■ Labeled contour entries:
━━━

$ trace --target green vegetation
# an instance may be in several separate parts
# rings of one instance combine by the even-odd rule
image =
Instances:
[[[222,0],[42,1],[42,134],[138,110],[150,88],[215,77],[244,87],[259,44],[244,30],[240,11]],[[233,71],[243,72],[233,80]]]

━━━

■ What is expected:
Reproduce every line of the rows above, requests included, and shift each polygon coordinate in the answers by adding 37 to it.

■ The completed task:
$ trace --target green vegetation
# an instance may be in several separate parts
# rings of one instance combine by the even-odd rule
image =
Instances:
[[[259,37],[79,38],[79,171],[175,147],[187,125],[252,114],[281,124],[296,81],[281,67],[277,48]],[[270,108],[280,109],[270,117]]]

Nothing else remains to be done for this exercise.